▸ **Task**: Render the records from the line holding "One keypoint belongs on each instance. Indicate the yellow" through the line holding "One keypoint belongs on each instance. Indicate the green sepal", both included, as a JSON list of strings with one string per line and no blank lines.

▸ **The data**:

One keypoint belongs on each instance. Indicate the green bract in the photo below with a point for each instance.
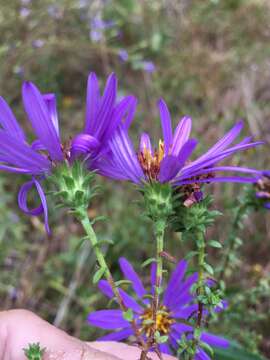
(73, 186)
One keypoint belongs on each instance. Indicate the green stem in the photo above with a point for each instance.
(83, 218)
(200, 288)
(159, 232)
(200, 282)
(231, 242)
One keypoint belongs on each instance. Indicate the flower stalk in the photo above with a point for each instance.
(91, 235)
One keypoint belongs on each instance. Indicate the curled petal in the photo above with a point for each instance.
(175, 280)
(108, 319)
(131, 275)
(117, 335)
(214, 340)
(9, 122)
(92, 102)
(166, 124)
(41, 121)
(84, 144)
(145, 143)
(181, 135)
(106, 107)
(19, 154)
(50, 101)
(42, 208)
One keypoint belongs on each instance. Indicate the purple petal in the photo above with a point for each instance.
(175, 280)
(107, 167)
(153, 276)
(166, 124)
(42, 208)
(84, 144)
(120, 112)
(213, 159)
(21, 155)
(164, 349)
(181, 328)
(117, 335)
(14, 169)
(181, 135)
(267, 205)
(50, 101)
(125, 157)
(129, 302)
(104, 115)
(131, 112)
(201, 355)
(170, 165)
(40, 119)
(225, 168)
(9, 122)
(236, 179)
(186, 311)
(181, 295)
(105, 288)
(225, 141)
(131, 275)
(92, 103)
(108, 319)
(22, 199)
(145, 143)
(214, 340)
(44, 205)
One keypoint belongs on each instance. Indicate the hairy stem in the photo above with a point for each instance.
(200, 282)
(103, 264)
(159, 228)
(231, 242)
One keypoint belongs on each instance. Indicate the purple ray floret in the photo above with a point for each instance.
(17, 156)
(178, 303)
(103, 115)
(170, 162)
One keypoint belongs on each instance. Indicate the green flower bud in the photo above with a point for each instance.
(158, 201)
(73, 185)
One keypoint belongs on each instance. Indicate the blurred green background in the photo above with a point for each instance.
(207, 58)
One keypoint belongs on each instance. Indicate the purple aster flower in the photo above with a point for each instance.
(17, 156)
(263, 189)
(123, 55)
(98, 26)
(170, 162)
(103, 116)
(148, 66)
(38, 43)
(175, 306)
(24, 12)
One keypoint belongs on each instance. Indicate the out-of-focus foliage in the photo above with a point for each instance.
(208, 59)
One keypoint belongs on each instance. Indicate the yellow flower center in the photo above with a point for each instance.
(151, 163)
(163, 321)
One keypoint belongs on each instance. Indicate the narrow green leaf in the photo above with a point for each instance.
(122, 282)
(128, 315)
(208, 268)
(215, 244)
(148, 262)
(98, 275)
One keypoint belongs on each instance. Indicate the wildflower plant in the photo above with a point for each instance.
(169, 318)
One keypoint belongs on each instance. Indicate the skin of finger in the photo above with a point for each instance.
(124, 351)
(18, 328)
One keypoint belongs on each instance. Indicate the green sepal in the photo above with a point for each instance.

...

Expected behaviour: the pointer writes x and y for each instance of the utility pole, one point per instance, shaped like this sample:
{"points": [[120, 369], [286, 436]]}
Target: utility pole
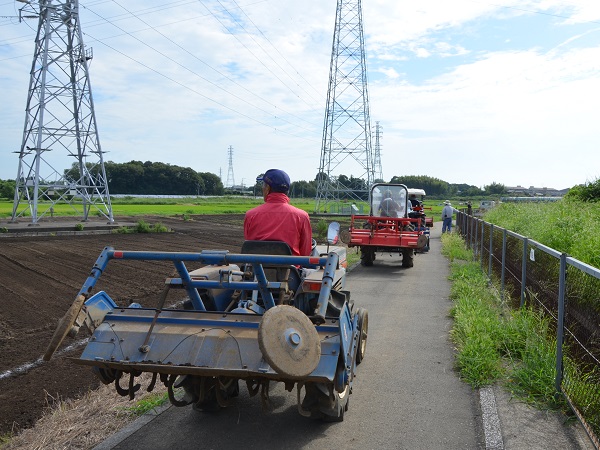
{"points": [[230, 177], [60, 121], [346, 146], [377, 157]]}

▸ **Completed exercise**:
[
  "One keypoint belongs on each instance. Indicate the yellow flower center in the photo above with a point for each instance.",
  "(151, 163)",
  "(163, 321)",
  "One keypoint belongs on each instance. Indicate the narrow green leaf in the photo above with a point for each instance.",
  "(122, 282)",
  "(128, 315)",
  "(208, 268)",
  "(215, 244)",
  "(148, 262)",
  "(98, 275)",
  "One keypoint belongs on each instance. Indicate the wildflower plant in the photo above with a point for each instance.",
  "(169, 318)",
  "One keypoint belongs on each instance. Indicate the skin of finger in the photo above with a point for each instance.",
  "(124, 351)",
  "(18, 328)",
  "One keypoint belongs on each instance. Indicate the green sepal in the photo above with a point for each instance."
]